• DOCUMENT EXTRACT:
## Begin
On Tue, 17 Jul 2001 12:37, Brad Wright wrote:
> > From: Rasmus Lerdorf <[EMAIL PROTECTED]>
> > Date: Mon, 16 Jul 2001 19:56:29 -0700 (PDT)
> > To: Brad Wright <[EMAIL PROTECTED]>
> > Cc: PHP General List <[EMAIL PROTECTED]>
> > Subject: Re: [PHP] Whats wrong with this code?
> >
> >> Hi all, Im getting mighty frustrated with this peice of code. It
> >> checks the first condition no probs, but the second IF statement
> >> doesnt work. So it will stop if it finds a du[plicate login, but
> >> cannot find duplicate passwords. the $num_rows2 variable always gets
> >> the value '0' even when there is an existing password the same as
> >> the new user-entered value.
## End
• INSTRUCTIONS:
(a) Update the stretch of the PHP mailing-list post from "On Tue, 17 Jul" through "new user-entered value.", replacing "frustrated" with "annoyed".
(b) Go on with the PHP mailing-list post, starting after its last sentence.

• DATA BLOCK:
## Begin
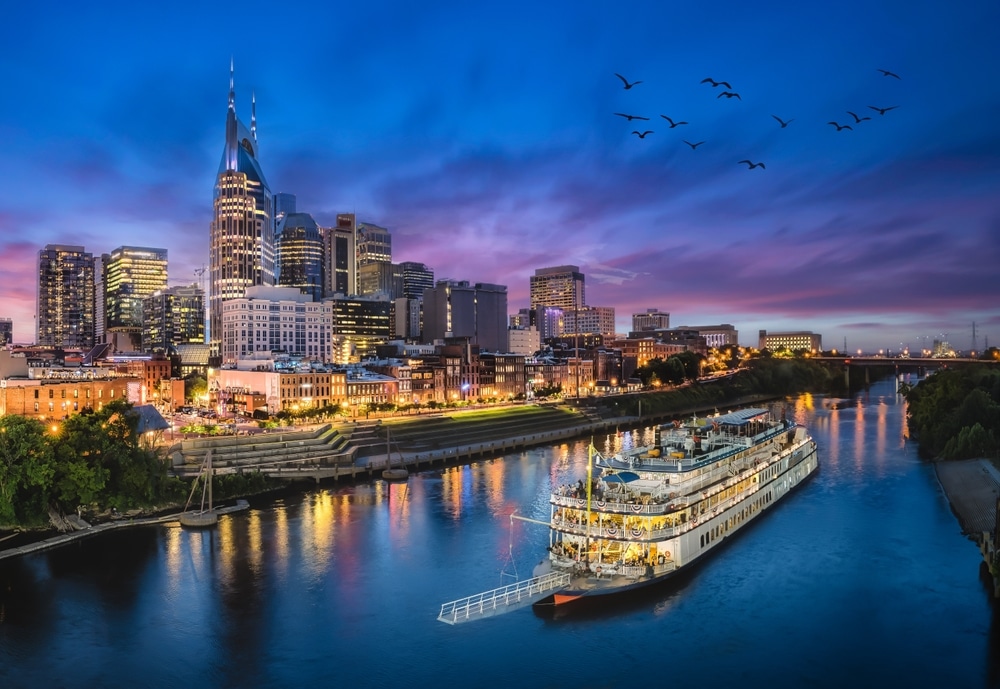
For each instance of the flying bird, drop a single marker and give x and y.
## End
• THE RESULTS:
(a)
On Tue, 17 Jul 2001 12:37, Brad Wright wrote:
> > From: Rasmus Lerdorf <[EMAIL PROTECTED]>
> > Date: Mon, 16 Jul 2001 19:56:29 -0700 (PDT)
> > To: Brad Wright <[EMAIL PROTECTED]>
> > Cc: PHP General List <[EMAIL PROTECTED]>
> > Subject: Re: [PHP] Whats wrong with this code?
> >
> >> Hi all, Im getting mighty annoyed with this peice of code. It
> >> checks the first condition no probs, but the second IF statement
> >> doesnt work. So it will stop if it finds a du[plicate login, but
> >> cannot find duplicate passwords. the $num_rows2 variable always gets
> >> the value '0' even when there is an existing password the same as
> >> the new user-entered value.

(b)
> >>
> >> $result = mysql_query("SELECT * FROM Login_TB where
> >> Login='$Login'",$db) or die ("ouch");
> >>
> >> $num_rows = mysql_num_rows($result);
> >>
> >> $query2 = "select * FROM Team_Login_TB where Pass =
> >> password('$Pass')"; $result2 = mysql_query($query2,$db) or die
> >> ("ouch2");
> >> $num_rows2 = mysql_num_rows($result2);
> >
> > Your second query must not be returning any rows. Print out $query2
> > and paste the string you see into the command line mysql tool and
> > execute the query. I bet it will return 0 rows.
> >
> > -Rasmus
> Rasmus,
> you are dead right, it is returning 0 rows. I checked that before
> submiytting the original post. Sorry, i should have mentioned it. I
> guess the question is, why is it returning no rows?
This might be too obvious, but are you looking in the correct table? Your
second query searches a different table from the first? Alternatively,
you might be getting something you don't expect in $Pass.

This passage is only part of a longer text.